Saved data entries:

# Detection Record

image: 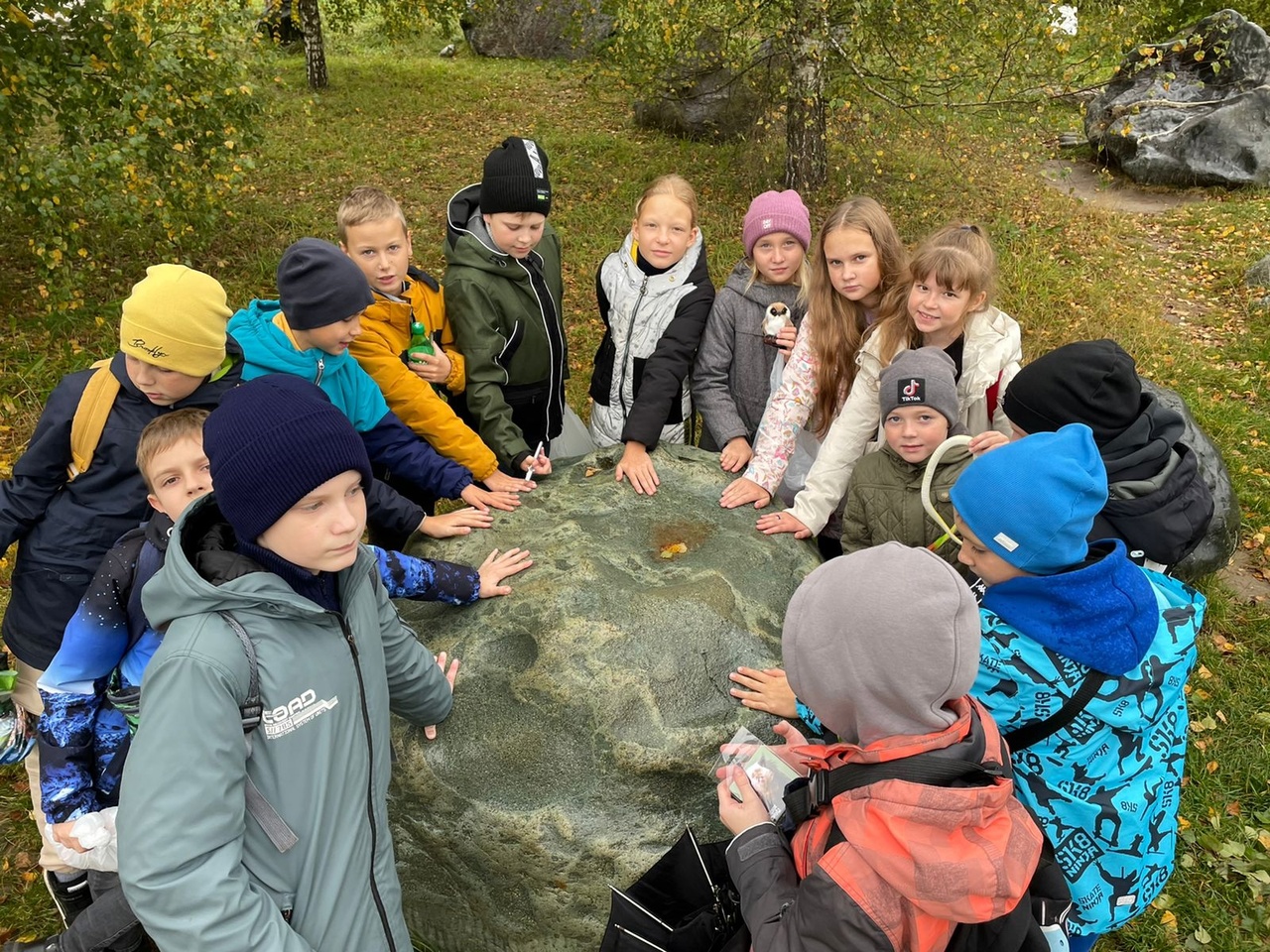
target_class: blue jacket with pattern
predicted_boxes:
[38,513,480,822]
[970,540,1206,934]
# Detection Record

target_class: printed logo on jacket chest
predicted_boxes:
[260,688,339,740]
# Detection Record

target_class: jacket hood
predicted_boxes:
[981,539,1160,675]
[724,259,807,323]
[228,299,353,381]
[1098,394,1187,482]
[781,542,980,745]
[142,493,345,631]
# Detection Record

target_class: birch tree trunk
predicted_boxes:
[785,29,829,191]
[296,0,326,89]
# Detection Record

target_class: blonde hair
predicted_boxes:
[635,176,698,228]
[137,408,210,493]
[807,202,908,439]
[871,223,997,367]
[335,185,410,244]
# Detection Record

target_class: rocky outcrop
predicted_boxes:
[635,36,768,140]
[390,445,821,952]
[461,0,613,60]
[1084,10,1270,186]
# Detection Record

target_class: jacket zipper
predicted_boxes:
[507,255,564,439]
[617,274,648,414]
[337,619,396,952]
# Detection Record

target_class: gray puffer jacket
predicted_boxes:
[693,260,807,449]
[118,495,450,952]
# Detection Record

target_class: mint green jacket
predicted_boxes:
[118,495,450,952]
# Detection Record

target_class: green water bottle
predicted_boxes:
[405,321,437,361]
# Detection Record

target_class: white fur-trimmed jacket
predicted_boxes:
[791,304,1024,534]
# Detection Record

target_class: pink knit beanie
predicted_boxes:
[740,189,812,258]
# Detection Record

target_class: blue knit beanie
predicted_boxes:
[277,239,375,330]
[952,422,1107,575]
[203,373,372,543]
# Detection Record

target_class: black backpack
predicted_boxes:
[785,695,1107,952]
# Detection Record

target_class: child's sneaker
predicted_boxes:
[42,870,92,928]
[4,935,63,952]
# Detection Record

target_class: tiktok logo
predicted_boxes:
[895,377,926,407]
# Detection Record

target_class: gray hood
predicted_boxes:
[781,542,979,745]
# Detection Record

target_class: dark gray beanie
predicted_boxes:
[203,373,372,543]
[1002,339,1142,445]
[877,346,961,429]
[480,136,552,214]
[278,239,375,330]
[781,542,990,745]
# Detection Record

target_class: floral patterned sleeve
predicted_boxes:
[745,314,817,494]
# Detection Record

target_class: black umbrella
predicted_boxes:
[599,829,749,952]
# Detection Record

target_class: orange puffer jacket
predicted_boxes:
[349,269,498,480]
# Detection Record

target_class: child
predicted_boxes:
[950,424,1206,952]
[337,185,534,493]
[24,398,531,952]
[758,225,1022,547]
[1003,340,1212,571]
[727,346,1007,731]
[693,189,812,472]
[0,264,241,921]
[230,239,521,523]
[590,176,713,495]
[842,346,1007,567]
[445,136,569,476]
[718,196,908,556]
[118,378,479,952]
[717,542,1042,952]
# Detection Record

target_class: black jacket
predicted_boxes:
[1089,394,1212,566]
[0,347,242,670]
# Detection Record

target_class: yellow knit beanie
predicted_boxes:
[119,264,231,377]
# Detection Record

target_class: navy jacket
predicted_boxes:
[0,347,242,670]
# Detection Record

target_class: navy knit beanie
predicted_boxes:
[1002,340,1142,445]
[203,375,372,543]
[480,136,552,214]
[278,239,375,330]
[950,422,1107,575]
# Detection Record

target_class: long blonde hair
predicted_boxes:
[870,225,997,367]
[807,195,908,439]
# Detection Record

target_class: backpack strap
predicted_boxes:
[217,612,300,853]
[66,358,119,482]
[1002,667,1111,753]
[785,752,1006,824]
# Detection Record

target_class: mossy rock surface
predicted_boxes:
[390,447,821,952]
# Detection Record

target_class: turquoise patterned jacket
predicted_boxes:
[970,542,1206,934]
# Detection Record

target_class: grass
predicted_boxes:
[0,16,1270,952]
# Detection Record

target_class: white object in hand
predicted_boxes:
[763,300,793,337]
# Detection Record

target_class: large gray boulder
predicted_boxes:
[390,447,821,952]
[635,35,767,140]
[1084,10,1270,186]
[461,0,613,60]
[1138,377,1241,581]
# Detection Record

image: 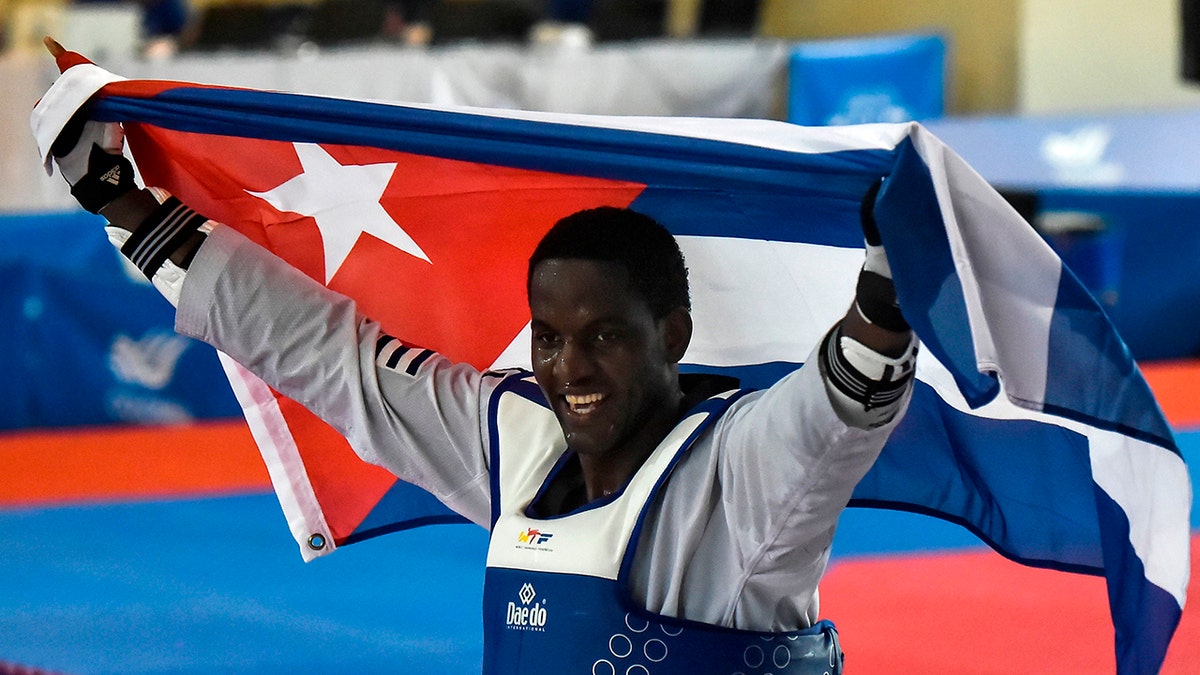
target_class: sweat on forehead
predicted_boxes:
[526,207,691,316]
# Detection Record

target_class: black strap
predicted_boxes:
[854,270,911,333]
[71,143,137,214]
[121,197,208,279]
[820,324,913,411]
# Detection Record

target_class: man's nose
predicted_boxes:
[554,340,595,384]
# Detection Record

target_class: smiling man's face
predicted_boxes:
[529,258,690,466]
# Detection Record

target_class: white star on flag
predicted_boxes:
[246,143,431,283]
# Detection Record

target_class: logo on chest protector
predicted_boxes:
[504,583,547,632]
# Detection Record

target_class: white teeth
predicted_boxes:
[564,394,604,412]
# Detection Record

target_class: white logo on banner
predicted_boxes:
[108,331,188,390]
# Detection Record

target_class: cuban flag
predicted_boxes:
[37,49,1192,674]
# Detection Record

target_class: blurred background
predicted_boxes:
[0,0,1200,674]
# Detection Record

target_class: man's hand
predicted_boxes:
[35,37,136,214]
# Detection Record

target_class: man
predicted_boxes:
[35,40,916,673]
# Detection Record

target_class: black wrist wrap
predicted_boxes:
[71,143,136,214]
[854,270,911,333]
[121,197,208,279]
[820,325,913,411]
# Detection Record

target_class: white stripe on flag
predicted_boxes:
[217,351,337,562]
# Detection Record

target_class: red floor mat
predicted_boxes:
[821,537,1200,675]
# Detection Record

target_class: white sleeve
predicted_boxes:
[175,227,496,525]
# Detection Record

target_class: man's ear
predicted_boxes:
[662,307,691,363]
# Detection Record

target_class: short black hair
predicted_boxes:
[526,207,691,318]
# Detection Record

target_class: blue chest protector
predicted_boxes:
[484,380,842,675]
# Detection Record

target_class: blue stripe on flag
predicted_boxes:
[1096,485,1183,675]
[875,138,1000,407]
[851,381,1104,575]
[1043,269,1180,454]
[94,88,893,245]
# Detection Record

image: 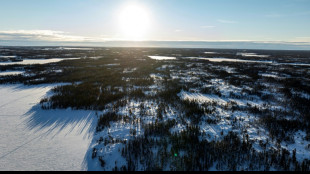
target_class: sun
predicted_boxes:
[119,5,150,41]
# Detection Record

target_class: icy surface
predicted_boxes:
[0,58,79,65]
[0,71,25,76]
[0,85,96,171]
[148,56,177,60]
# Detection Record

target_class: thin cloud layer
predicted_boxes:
[0,30,94,42]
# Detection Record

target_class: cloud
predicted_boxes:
[201,25,216,29]
[265,11,310,18]
[217,19,237,24]
[0,30,98,42]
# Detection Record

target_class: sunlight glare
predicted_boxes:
[119,5,149,41]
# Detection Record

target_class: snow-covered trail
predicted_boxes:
[0,85,97,171]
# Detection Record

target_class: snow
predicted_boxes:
[148,56,177,60]
[237,53,270,58]
[0,58,79,65]
[0,71,25,76]
[0,85,97,171]
[178,91,228,105]
[186,57,273,63]
[204,52,218,54]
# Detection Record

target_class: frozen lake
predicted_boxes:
[0,85,97,171]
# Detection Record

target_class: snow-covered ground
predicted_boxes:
[148,56,177,60]
[0,85,97,171]
[0,58,79,65]
[0,71,25,76]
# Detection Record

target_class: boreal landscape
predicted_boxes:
[0,47,310,171]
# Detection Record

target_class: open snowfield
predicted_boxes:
[0,85,96,171]
[0,58,79,65]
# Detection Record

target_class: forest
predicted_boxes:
[0,47,310,171]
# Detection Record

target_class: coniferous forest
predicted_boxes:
[0,47,310,171]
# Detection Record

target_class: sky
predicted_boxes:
[0,0,310,49]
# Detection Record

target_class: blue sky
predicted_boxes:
[0,0,310,49]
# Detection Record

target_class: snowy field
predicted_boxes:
[0,58,79,65]
[0,85,96,171]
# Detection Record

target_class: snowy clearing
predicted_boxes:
[0,85,96,171]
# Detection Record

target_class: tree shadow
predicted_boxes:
[24,104,98,138]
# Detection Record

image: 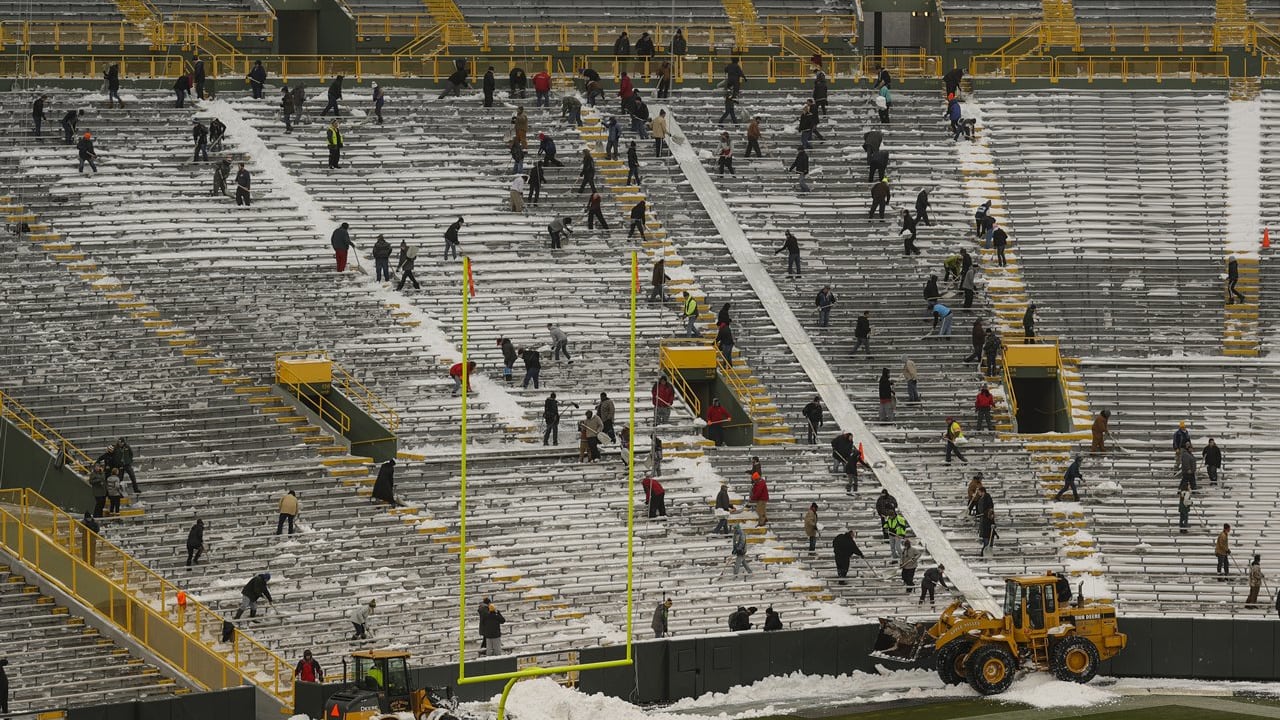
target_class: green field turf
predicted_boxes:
[760,696,1280,720]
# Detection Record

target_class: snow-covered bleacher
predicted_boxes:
[0,71,1275,707]
[980,91,1228,354]
[457,0,728,25]
[0,565,178,717]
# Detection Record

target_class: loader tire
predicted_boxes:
[1048,635,1102,684]
[934,638,973,685]
[965,644,1018,694]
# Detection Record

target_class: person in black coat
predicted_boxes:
[236,573,275,620]
[191,58,205,100]
[764,605,782,633]
[627,200,645,240]
[813,70,827,115]
[900,208,920,255]
[543,392,565,445]
[787,145,809,192]
[915,187,933,225]
[187,518,205,568]
[173,73,191,108]
[867,149,888,182]
[191,120,209,163]
[831,530,863,578]
[480,597,507,656]
[728,605,755,633]
[716,324,733,368]
[244,60,266,100]
[924,275,941,314]
[102,63,124,108]
[374,459,399,506]
[436,60,468,100]
[320,76,343,118]
[863,129,884,156]
[516,347,543,389]
[480,65,498,108]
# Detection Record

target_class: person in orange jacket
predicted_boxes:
[751,473,769,528]
[707,397,732,447]
[449,363,476,395]
[534,70,552,108]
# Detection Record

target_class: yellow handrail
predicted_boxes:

• [Short exercise]: In the items, from the start through the line containing "[260,688,339,740]", replace "jacket" with "coat" and leave everything else unchanged. Give those lines again without the pictures.

• [Answer to this task]:
# Detection Record

image: 
target_class: blue coat with pattern
predicted_boxes:
[38,513,480,822]
[970,540,1206,934]
# Detection Record

target_class: printed logo on coat chest
predicted_boxes:
[260,688,339,740]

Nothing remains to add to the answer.